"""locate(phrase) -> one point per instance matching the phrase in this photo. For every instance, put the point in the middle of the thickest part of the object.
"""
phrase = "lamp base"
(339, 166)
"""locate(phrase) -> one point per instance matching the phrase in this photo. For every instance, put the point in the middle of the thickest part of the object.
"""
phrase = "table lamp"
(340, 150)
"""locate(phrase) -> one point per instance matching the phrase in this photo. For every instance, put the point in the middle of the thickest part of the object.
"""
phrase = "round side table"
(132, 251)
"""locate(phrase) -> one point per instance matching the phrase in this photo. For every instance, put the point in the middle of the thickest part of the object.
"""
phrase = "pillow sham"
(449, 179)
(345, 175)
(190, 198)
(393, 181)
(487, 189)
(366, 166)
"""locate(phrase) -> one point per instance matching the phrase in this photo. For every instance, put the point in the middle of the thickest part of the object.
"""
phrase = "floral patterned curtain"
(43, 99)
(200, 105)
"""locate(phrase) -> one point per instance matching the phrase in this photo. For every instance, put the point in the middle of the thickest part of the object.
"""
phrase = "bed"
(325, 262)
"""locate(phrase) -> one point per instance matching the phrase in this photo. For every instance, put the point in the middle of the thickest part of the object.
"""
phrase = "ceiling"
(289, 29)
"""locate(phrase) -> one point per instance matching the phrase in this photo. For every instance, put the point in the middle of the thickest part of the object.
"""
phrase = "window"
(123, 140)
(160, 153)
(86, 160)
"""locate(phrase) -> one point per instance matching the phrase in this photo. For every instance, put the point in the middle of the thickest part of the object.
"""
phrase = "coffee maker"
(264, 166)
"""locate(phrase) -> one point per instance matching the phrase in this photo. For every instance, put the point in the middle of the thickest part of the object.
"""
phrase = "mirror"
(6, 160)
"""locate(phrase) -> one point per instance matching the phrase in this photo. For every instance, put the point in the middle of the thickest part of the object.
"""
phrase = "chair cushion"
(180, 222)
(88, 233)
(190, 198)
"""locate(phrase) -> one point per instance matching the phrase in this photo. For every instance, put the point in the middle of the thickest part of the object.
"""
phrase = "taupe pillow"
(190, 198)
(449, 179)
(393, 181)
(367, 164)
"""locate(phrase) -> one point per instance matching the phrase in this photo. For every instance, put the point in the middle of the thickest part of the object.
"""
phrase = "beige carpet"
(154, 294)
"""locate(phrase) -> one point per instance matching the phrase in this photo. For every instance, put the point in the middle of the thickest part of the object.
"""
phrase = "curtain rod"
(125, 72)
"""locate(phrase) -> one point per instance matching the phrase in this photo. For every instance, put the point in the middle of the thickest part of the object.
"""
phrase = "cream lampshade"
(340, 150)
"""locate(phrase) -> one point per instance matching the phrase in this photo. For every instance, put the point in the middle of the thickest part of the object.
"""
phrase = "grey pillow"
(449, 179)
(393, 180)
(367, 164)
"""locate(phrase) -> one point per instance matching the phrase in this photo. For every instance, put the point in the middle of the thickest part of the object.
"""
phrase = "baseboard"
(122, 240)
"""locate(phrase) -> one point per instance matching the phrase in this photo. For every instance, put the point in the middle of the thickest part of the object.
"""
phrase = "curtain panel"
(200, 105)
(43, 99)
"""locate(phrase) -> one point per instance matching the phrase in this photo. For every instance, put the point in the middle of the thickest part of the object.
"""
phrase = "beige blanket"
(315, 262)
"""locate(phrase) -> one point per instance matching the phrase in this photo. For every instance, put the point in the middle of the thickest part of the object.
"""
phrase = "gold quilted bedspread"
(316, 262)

━━━━━━━━

» AIM: Repeat the whole listing exactly, keeping every line intact.

» FINISHED EXERCISE:
"""locate(phrase) -> one point per instance matching the phrase in this photo. For every instance, put the point in the middle of the thickest part of the object.
"""
phrase = "lamp base"
(339, 166)
"""locate(phrase) -> one point per instance matching the phrase in this photo. For every instance, put the point in the middle of the thickest part of the object.
"""
phrase = "table lamp"
(340, 150)
"""locate(phrase) -> one point per instance matching the phrase in this photo. For every instance, put the point in the middle of the thickest part of the object.
"""
phrase = "round side table"
(132, 251)
"""locate(phrase) -> one point per instance matching the phrase in this photo. For every instance, put the point in the middle of the thickest part of the object.
"""
phrase = "pillow sham"
(449, 179)
(345, 175)
(190, 198)
(393, 181)
(487, 189)
(366, 166)
"""locate(phrase) -> one point per instance matching the phrase in this photo. For every instance, put the point in the middle of the thickest part of the object.
"""
phrase = "floral patterned curtain"
(43, 99)
(200, 105)
"""locate(phrase) -> one point per instance matching the phrase in this photo. For every instance, put the point in the middle of the thickest part of the object.
"""
phrase = "bed"
(325, 262)
"""locate(phrase) -> one point per instance matching the phrase in this photo. For every instance, put the point in the middle of the thickest part of the object.
"""
phrase = "ceiling"
(289, 29)
"""locate(phrase) -> one point per instance matching the phrase in this photo. For every instance, put the point in the middle of the thickest part of the object.
"""
phrase = "window"
(123, 140)
(160, 153)
(86, 160)
"""locate(phrase) -> one point per instance matching the phrase in this photo. For every instance, put the point in the middle of the thickest part of the object.
"""
phrase = "coffee maker"
(264, 166)
"""locate(phrase) -> one point per instance matching the phrase in this photo. For every instance, put the point in the middle of the thickest part of the object.
"""
phrase = "mirror"
(6, 160)
"""locate(phrase) -> one point per instance matching the phrase in this photo. For every instance, put the point in the middle of the thickest part of the object.
"""
phrase = "chair cushion"
(180, 222)
(88, 233)
(190, 198)
"""locate(phrase) -> one point per instance matching the phrase in this photo. For every instance, put the point in the middle of the thickest part of the object.
"""
phrase = "taupe pillow"
(190, 198)
(449, 179)
(393, 181)
(367, 164)
"""locate(phrase) -> one point per instance matching the phrase in this photo. For every instance, put the point in the middle of the thickest part of the object.
"""
phrase = "beige carpet"
(154, 294)
"""locate(phrase) -> one point per instance matching the phrase in this photo. For every instance, put the point in the middle of the thickest part of the object.
"""
phrase = "curtain rod"
(125, 72)
"""locate(phrase) -> one point per instance matching the phrase in this photo. For every instance, put the point in the middle of the thickest part of the object.
"""
phrase = "cream lampshade"
(340, 150)
"""locate(phrase) -> one point per instance matching the phrase in this photo. For every instance, put the point in the middle of the thickest part of the object.
"""
phrase = "grey pillow"
(449, 179)
(393, 180)
(367, 164)
"""locate(phrase) -> one point per instance matching the phrase in this photo. For every instance, put the point in the middle of the thickest part of the object.
"""
phrase = "baseboard"
(122, 240)
"""locate(phrase) -> one point per instance matching the phrase in this photo. For every instance, put the point in the middle of the thickest part of the object.
"""
phrase = "curtain panel"
(200, 105)
(43, 99)
"""locate(phrase) -> one point per instance matching the phrase in this photo. For every instance, put the point in the middle of the thickest part of the object.
"""
phrase = "beige blanket"
(315, 262)
"""locate(phrase) -> one point per instance matching the phrase in this photo. For every instance, put the point in the middle of the thickest part of the object.
"""
phrase = "gold quilted bedspread"
(316, 262)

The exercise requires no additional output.